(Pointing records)

★ ★ ★ ★ ★

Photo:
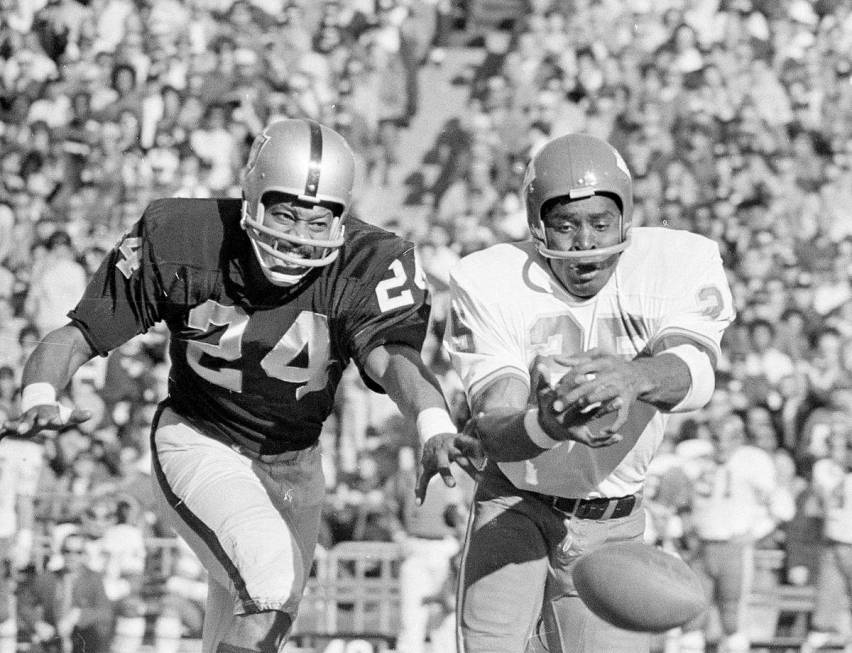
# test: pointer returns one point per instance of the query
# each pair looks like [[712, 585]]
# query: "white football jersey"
[[733, 501], [508, 308], [21, 462]]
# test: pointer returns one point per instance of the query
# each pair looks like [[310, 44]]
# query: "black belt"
[[603, 508]]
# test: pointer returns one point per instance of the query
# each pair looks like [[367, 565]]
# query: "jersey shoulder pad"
[[495, 268], [190, 232], [657, 254]]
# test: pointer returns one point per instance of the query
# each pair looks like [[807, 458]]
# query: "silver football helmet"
[[313, 164]]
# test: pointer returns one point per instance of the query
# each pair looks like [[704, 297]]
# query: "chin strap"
[[584, 255]]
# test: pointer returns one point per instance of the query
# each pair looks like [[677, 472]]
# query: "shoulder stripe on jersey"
[[315, 163]]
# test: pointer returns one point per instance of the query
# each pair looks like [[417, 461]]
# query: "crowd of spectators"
[[735, 117]]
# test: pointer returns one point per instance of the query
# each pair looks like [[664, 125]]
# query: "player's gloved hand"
[[599, 383], [44, 417], [562, 420], [441, 450]]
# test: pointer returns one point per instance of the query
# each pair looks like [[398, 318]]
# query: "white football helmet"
[[313, 164], [575, 166]]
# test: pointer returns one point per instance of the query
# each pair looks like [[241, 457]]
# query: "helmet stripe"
[[315, 163]]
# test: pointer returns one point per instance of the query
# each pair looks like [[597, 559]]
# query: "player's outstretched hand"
[[441, 450], [599, 383], [45, 417]]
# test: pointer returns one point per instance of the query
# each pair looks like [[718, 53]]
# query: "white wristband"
[[37, 394], [537, 434], [703, 377], [432, 421]]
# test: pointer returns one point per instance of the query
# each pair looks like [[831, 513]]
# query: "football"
[[638, 587]]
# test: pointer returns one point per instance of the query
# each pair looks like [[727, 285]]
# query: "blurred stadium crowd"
[[735, 117]]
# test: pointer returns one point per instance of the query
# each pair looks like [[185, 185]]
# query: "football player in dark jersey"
[[267, 300]]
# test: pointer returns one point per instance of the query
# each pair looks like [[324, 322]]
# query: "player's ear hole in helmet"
[[576, 166], [314, 166]]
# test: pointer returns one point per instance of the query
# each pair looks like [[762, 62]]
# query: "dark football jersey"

★ ★ ★ ★ ★

The entries above are to be returned exactly, without their pictures.

* **Response**:
Photo:
# test: pointer returns one point per instance of the query
# each pair looks like [[712, 585]]
# query: "white football jersey"
[[733, 501], [508, 308], [21, 462]]
# test: pointer returns one point per instance of the query
# each pair looks like [[310, 44]]
# query: "black belt"
[[603, 508]]
# test: pointer returns one point per instance of the query
# each pair looks like [[367, 565]]
# query: "jersey shoulder pad"
[[495, 268], [190, 232], [657, 254]]
# test: pointer returns one point per instance of the query
# each pair looks like [[807, 458]]
# query: "silver football helmet"
[[313, 164]]
# test: pointer returns one point per instance of the query
# each pair looks like [[704, 297]]
# query: "chin strap"
[[584, 255]]
# test: pointer returns one point per instance of the query
# each pair looks like [[677, 472]]
# query: "shoulder stripe on jersey"
[[315, 163]]
# test: pointer returns one point per instance of the query
# each pair looks like [[417, 461]]
# query: "crowd of spectators"
[[735, 117]]
# test: pointer returns one point per instance of the query
# each pair looks like [[664, 125]]
# query: "player's gloved hand"
[[599, 383], [44, 417], [562, 420], [441, 450]]
# test: pointer returns one point per instance of the query
# each pair looks like [[398, 318]]
# query: "white football helmet"
[[313, 164], [575, 166]]
# test: pointer returns one point per instance of the query
# each pair looks like [[241, 457]]
# query: "helmet stripe"
[[315, 163]]
# test: pointer returns one point per instance of the query
# each pair looks like [[597, 559]]
# query: "player's outstretched hand"
[[441, 450], [599, 383], [45, 417]]
# test: pointer returns one point per instance of the query
# each pair looks like [[718, 53]]
# query: "white wristband"
[[37, 394], [537, 434], [703, 377], [432, 421]]
# test: pointer returns one point per instance of the query
# each pair looks like [[831, 513]]
# query: "football"
[[638, 587]]
# test: pointer returns one point per instance of the query
# each pair looks like [[727, 285]]
# query: "blurred stadium crowd"
[[735, 117]]
# test: pointer returns one point per instance of the query
# each pair looks like [[185, 185]]
# query: "football player in dark jersey"
[[267, 300]]
# test: pointer returns one point per instance of the query
# each pair looks like [[324, 322]]
# query: "player's ear hole in helmet"
[[576, 166], [314, 166]]
# test: pointer returns one point per instance of the query
# each pair looks like [[762, 62]]
# query: "dark football jersey"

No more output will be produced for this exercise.